Your tasks -
(a) Duplicate word for word the portion of the passage on the orange Moleskine pad that opens with the words containing "I mention all" and closes with "collection, my first.".
(b) Answer these questions from the passage on the orange Moleskine pad:
(i) How many lined pages does the pad have?
(ii) To whom was the book by Tim Lilburn given?
(iii) What title does the pad carry?
(c) Carry the passage on the orange Moleskine pad further, picking up after its final sentence.

Document section -
+-------+

I have a tiny Moleskine pad. It is the smallest I have. It is bright orange and has 123 lined pages. The last two pages are now redundant because I used them to write down all the page number references corresponding to important passages found in Tim Lilburn’s book, Living In The World As If It Were Home.
I needed to write these page numbers down because I was gifting this book to Dr Martin Shaw. I had ordered him a new one, as a gift, but it hadn’t arrived on time, so I decided to give him my copy instead. On my copy, however, I had placed sticky markers in and I didn’t want to lose all these page markings because they were the places I had found a deep resonance with Lilburn’s thoughts, but as I sat on the train heading to London that day, I only had my bright orange Moleskine pad to write them down.
I mention all of this because this pad was and is special to me. It has a title too:
All Those Thin Mournings
This pad is where I have been writing down all my poems, or at least the ones I have never published anywhere. I guess you would call it a collection, my first.

+-------+

Recorded information -
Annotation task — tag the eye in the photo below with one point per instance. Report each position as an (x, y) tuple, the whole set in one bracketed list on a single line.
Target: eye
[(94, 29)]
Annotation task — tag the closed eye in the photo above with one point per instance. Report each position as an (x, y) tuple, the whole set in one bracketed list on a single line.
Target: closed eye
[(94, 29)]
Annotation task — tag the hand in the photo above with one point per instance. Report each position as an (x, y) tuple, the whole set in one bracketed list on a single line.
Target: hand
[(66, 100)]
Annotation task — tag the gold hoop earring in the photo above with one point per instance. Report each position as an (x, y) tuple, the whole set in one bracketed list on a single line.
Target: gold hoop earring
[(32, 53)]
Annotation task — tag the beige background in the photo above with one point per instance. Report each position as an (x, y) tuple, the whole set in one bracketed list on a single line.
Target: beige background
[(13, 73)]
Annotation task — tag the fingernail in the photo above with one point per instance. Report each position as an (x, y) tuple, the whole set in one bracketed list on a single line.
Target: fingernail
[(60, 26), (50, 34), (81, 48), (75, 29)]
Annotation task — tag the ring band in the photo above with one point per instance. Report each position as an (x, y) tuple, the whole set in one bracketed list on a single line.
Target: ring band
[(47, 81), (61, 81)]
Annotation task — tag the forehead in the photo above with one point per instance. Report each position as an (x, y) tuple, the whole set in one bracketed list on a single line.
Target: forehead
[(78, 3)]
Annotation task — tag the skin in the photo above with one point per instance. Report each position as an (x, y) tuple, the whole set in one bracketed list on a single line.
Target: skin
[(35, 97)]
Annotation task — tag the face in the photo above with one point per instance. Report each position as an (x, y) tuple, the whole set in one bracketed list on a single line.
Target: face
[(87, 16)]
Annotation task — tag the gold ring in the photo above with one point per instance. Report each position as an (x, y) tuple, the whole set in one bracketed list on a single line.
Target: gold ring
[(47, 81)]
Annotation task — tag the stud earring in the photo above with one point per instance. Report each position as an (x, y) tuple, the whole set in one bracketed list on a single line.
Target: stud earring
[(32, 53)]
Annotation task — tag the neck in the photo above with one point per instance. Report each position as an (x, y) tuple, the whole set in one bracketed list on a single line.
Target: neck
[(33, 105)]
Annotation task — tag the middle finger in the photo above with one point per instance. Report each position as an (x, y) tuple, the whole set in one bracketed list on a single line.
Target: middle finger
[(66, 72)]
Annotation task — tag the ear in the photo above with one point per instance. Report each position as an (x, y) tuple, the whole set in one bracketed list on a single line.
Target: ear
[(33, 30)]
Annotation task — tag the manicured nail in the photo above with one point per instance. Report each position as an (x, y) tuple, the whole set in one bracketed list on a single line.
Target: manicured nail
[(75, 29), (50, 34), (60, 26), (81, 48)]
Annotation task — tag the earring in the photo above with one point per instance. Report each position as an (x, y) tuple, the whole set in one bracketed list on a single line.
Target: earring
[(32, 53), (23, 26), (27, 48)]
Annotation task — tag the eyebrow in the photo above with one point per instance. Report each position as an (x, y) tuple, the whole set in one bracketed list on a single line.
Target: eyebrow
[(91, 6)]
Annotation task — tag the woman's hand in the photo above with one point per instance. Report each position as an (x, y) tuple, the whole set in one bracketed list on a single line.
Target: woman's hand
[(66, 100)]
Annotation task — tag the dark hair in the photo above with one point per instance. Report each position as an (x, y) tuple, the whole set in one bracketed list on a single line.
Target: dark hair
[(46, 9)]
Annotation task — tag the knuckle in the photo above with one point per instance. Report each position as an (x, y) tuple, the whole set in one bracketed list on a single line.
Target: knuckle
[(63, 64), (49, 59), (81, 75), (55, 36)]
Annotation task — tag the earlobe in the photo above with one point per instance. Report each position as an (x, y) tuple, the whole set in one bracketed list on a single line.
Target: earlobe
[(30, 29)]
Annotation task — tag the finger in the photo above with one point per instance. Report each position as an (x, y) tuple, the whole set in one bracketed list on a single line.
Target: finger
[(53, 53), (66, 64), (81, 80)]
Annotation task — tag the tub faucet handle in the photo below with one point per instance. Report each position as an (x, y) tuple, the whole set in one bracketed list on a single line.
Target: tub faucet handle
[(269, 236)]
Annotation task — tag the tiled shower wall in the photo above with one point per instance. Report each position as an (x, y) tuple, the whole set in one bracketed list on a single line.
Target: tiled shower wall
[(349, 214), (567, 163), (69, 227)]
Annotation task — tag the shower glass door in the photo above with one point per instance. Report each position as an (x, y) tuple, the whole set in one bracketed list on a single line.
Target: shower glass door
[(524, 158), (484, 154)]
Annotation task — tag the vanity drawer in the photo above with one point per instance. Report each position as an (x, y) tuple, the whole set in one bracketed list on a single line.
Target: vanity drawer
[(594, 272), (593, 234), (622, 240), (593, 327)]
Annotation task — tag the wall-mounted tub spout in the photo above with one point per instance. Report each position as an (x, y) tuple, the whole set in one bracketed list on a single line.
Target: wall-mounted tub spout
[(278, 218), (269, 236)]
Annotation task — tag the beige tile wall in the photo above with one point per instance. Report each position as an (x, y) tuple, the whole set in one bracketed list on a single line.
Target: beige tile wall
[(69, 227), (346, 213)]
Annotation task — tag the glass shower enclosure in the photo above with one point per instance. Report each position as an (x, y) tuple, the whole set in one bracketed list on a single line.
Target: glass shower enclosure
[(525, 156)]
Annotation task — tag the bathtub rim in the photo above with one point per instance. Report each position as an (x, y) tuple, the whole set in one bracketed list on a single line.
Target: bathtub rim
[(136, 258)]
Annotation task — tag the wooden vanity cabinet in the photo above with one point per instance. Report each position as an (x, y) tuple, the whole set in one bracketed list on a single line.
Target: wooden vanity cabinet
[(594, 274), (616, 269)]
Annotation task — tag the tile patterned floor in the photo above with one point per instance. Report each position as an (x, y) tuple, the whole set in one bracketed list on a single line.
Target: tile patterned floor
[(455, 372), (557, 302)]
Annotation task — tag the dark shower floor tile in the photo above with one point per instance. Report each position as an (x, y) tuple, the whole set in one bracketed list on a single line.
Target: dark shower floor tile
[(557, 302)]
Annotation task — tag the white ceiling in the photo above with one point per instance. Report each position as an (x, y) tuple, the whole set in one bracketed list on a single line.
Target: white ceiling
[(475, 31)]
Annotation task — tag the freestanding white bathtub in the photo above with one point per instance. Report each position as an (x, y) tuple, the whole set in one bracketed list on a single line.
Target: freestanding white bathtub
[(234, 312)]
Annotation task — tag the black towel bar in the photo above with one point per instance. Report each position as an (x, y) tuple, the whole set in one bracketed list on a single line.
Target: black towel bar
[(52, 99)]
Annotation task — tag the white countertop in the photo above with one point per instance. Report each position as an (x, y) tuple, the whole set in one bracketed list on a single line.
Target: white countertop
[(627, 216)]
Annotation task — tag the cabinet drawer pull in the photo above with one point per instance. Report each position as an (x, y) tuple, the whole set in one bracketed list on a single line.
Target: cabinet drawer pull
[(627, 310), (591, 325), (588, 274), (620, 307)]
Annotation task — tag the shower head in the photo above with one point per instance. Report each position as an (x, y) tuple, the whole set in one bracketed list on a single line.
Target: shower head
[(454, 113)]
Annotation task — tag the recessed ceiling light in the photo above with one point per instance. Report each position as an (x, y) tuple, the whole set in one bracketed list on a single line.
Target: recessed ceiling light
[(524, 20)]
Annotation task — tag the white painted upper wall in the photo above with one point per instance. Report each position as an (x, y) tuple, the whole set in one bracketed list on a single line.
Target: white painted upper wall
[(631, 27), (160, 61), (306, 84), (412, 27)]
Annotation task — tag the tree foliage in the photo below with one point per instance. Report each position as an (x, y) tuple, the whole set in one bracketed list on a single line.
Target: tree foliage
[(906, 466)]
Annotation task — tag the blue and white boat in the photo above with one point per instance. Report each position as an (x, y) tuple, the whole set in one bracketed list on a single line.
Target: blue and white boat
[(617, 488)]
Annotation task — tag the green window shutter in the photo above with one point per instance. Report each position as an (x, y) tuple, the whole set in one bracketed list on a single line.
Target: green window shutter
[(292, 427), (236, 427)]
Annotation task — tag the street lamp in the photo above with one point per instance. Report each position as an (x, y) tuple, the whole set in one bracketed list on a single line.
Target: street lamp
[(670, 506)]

+-------+

The replies -
(a)
I mention all of this because this pad was and is special to me. It has a title too:
All Those Thin Mournings
This pad is where I have been writing down all my poems, or at least the ones I have never published anywhere. I guess you would call it a collection, my first.

(b)
(i) 123
(ii) Dr Martin Shaw
(iii) All Those Thin Mournings

(c)
The title is important, and I will say more about it at some point, though it probably speaks for itself.
As an aside, I started writing poetry, rather than simply reading and sharing other people’s a few years ago, after I received a cease and desist notice from the literary estate of a famous poet. I could have reacted in several ways to that letter, but I saw it in the best possible light, a call to my own poetic adventure, and much of the personal, vulnerable fruits of that adventure are contained in this bright orange pad.
That’s a long way to say that I think I have neared the point where I can collect all these poems up and share them with the world. I have no grand expectations around this, other than knowing at this point they are better off out there than in here.
To that end, I am sharing one poem now titled “You Never Really Know Why”, it’s not really about Blackbirds, but I’ll leave the images to speak to you in their own ways.
You Never Really Know Why (2/7/25)
You never really know why that
Blackbird chose this garden, or
Why that man, who gathers flint
At first light, walks with a
Neolithic limp.
Or why, on this thin morning,
The bells, which have rung in a
Thousand calm dawnings
Sound, today, like they’re being sung by
A choir that resides in the deepest
Recesses of your soul.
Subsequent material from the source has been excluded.